*Task description:* Please pull out every line of the records below that contains the word "maroon", and copy each of those lines unchanged.

*Object point labels:*

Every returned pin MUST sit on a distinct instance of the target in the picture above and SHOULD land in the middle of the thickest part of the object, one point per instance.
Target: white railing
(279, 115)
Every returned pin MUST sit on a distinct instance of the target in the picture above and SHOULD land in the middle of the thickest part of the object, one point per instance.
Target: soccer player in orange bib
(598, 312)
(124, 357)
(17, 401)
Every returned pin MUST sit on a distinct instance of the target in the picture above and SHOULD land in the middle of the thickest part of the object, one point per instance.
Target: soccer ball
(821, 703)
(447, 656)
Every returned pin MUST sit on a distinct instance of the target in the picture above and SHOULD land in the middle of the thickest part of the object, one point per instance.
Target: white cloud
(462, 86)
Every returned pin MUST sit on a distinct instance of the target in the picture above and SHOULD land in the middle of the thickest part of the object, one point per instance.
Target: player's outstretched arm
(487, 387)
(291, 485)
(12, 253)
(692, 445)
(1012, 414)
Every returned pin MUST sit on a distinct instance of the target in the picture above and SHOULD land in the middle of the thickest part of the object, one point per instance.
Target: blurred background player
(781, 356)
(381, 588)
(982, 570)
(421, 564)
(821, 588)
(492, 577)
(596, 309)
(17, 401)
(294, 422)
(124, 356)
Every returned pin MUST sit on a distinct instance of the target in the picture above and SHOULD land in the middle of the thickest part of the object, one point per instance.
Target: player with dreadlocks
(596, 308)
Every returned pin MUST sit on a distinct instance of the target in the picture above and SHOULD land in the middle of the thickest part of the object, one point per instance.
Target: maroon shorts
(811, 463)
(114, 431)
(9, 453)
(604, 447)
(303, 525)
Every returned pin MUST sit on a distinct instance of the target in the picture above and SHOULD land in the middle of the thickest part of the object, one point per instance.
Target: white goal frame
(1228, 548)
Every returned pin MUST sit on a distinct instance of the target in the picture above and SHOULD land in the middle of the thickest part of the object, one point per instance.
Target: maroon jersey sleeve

*Answer to this task:*
Target: maroon shorts
Target: maroon jersey sleeve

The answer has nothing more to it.